Passage shown =
────────────────────

Postgres Storage

Implement durable Crux DataStore, pgvector VectorStore, and bytea BlobStore adapters on Postgres.

Use a DataStore when Crux needs durable JSON records. Postgres is a good fit when your app already uses it for product data and you want memory, flow state, corpus ledgers, and workspace metadata in the same operational database.

This recipe starts with a DataStore, then shows optional Postgres-backed vector and blob storage. You can use only the pieces you need:

const data = postgresDataStore(pool)
const vectors = postgresVectorStore(pool) // optional, dense pgvector search
const blobs = postgresBlobStore(pool)     // optional, modest bytea-backed files

For large production files, object storage such as S3, R2, GCS, or Convex file storage is usually a better BlobStore than Postgres. Use the Postgres blob example when you deliberately want one operational database and the files are modest in size.

DataStore

Implement the DataStore interface with a single table:

create table crux_records (
  key text primary key,
  value jsonb not null,
  expires_at timestamptz,
  created_at timestamptz not null default now(),
  updated_at timestamptz not null default now()
);

create index crux_records_key_prefix_idx on crux_records (key text_pattern_ops);
create index crux_records_updated_at_idx on crux_records (updated_at desc);
create index crux_records_expires_at_idx on crux_records (expires_at);

Implementation

This example uses pg, but the same shape works with Prisma, Drizzle, Kysely, Neon, Supabase, or any SQL client.

import type {
  DataStore,
  JsonObject,
  ListOptions,
  ListResult,
  SetOptions,
} from '@crux/core/storage'

type Row = {
  key: string
  value: JsonObject
}

type Queryable = {
  query<T extends Record<string, unknown> = Record<string, unknown>>(
    sql: string,
    values?: readonly unknown[],
  ): Promise<{ rows: T[] }>
}

export function postgresDataStore(pool: Queryable): DataStore {
  return {
    async get(key) {
      await pool.query(
        `
        delete from crux_records
        where expires_at is not null and expires_at <= now()
        `,
      )

      const row = await pool.query<Row>(
        `
        select key, value
        from crux_records
        where key = $1
          and (expires_at is null or expires_at > now())
        limit 1
        `,
        [key],
      )

      return row.rows[0]?.value ?? null
    },

    async set(key, value, options?: SetOptions) {
      const expiresAt =
        options?.ttl !== undefined && options.ttl > 0
          ? new Date(Date.now() + options.ttl)
          : null

      await pool.query(
        `
        insert into crux_records (key, value, expires_at, updated_at)
        values ($1, $2::jsonb, $3, now())
        on conflict (key) do update
          set value = excluded.value,
              expires_at = excluded.expires_at,
              updated_at = now()
        `,
        [key, JSON.stringify(value), expiresAt],
      )
    },

    async delete(key) {
      await pool.query('delete from crux_records where key = $1', [key])

────────────────────

Entries shown =
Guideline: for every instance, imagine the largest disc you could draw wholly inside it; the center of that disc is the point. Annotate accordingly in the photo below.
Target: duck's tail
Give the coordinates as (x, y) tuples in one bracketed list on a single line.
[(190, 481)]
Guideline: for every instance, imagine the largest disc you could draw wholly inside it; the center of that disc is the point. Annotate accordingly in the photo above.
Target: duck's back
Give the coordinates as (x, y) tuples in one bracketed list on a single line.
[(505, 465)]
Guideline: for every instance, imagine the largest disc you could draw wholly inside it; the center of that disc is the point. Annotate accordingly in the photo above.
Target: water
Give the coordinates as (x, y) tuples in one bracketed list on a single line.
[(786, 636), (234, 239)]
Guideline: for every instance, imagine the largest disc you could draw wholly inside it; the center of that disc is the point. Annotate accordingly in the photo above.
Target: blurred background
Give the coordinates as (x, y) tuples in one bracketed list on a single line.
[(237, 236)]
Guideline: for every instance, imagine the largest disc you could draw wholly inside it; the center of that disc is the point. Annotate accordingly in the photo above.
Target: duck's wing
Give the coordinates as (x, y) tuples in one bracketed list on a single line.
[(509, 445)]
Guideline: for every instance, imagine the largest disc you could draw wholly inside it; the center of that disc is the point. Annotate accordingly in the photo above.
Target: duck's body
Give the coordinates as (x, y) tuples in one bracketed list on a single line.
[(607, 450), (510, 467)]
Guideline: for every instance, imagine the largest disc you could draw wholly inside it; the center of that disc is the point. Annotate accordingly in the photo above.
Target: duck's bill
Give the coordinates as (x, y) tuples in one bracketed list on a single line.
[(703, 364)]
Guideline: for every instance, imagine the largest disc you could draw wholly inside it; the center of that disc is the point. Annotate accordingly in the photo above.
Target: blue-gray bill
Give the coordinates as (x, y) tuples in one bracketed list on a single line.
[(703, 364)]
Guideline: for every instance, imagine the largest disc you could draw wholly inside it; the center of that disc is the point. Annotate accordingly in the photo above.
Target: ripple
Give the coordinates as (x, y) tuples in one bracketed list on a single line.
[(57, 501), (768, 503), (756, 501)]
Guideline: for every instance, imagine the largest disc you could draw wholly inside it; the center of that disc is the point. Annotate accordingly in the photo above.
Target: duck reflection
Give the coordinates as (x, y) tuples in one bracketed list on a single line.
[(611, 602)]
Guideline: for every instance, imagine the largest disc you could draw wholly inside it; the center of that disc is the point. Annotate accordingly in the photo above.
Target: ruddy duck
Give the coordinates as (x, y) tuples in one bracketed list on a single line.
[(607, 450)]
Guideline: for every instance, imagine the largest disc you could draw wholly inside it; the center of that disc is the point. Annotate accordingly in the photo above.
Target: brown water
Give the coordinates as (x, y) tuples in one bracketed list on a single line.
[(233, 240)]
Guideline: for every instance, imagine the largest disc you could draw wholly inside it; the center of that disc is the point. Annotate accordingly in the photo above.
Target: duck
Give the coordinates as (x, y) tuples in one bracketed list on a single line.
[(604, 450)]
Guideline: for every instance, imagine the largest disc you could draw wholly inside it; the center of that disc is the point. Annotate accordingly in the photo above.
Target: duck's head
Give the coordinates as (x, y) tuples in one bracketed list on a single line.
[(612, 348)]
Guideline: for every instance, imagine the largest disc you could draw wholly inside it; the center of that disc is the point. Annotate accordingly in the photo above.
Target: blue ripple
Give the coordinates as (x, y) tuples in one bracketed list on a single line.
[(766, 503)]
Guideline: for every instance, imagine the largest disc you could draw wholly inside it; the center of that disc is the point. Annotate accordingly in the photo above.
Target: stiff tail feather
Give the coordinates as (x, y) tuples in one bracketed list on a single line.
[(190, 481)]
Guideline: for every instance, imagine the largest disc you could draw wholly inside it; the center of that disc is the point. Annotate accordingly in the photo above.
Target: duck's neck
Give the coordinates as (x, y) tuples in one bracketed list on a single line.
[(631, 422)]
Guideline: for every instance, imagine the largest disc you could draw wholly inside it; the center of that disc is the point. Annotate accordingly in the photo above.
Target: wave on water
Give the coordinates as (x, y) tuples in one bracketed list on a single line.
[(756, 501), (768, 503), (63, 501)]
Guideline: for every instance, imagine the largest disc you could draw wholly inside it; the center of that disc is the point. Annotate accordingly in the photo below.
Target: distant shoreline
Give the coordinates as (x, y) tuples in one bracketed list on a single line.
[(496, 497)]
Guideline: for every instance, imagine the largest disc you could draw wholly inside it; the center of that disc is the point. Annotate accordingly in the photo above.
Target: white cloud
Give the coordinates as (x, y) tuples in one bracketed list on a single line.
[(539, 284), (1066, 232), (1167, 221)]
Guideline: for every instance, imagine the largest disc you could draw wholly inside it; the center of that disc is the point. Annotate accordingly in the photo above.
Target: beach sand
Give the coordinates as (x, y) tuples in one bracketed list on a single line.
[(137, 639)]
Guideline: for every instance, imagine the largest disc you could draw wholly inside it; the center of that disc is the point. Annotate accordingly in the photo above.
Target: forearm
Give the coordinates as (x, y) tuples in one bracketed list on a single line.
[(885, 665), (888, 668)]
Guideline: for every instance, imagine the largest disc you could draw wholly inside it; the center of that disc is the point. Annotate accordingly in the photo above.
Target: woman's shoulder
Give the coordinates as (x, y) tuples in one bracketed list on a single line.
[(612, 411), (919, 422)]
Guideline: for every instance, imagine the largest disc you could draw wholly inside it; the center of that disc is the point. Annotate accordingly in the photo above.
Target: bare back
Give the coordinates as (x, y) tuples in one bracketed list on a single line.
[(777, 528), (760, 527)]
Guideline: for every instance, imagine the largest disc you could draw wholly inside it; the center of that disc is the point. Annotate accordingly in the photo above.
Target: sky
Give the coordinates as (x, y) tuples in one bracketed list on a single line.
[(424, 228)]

────────────────────

Task requirements = Continue the Postgres Storage recipe above from the point where it stops, in the same technical voice.

Answer to the problem =
    },

    async list(prefix, options?: ListOptions): Promise<ListResult> {
      const limit = options?.limit ?? 100
      const rows = await pool.query<Row>(
        `
        select key, value
        from crux_records
        where key like $1
          escape '\\'
          and ($2::text is null or key > $2)
          and (expires_at is null or expires_at > now())
        order by key asc
        limit $3
        `,
        [`${escapeLike(prefix)}%`, options?.cursor ?? null, limit + 1],
      )

      const visibleRows = options?.filter
        ? rows.rows.filter((row) => matchesTopLevelFilter(row.value, options.filter!))
        : rows.rows

      const entries = visibleRows.slice(0, limit).map((row) => ({
        key: row.key,
        value: row.value,
      }))

      return {
        entries,
        cursor: visibleRows.length > limit ? entries.at(-1)?.key : undefined,
      }
    },

    supportsTtl() {
      return true
    },
  }
}

function escapeLike(value: string): string {
  return value.replace(/[\\%_]/g, (match) => `\\${match}`)
}

function matchesTopLevelFilter(
  value: JsonObject,
  filter: Record<string, unknown>,
): boolean {
  return Object.entries(filter).every(([key, expected]) => {
    const actual = value[key]
    return expected === null ? actual === null || actual === undefined : actual === expected
  })
}

VectorStore With pgvector

Postgres can also be a dense VectorStore through the pgvector extension. This is useful when you want a simple deployment and dense semantic search is enough.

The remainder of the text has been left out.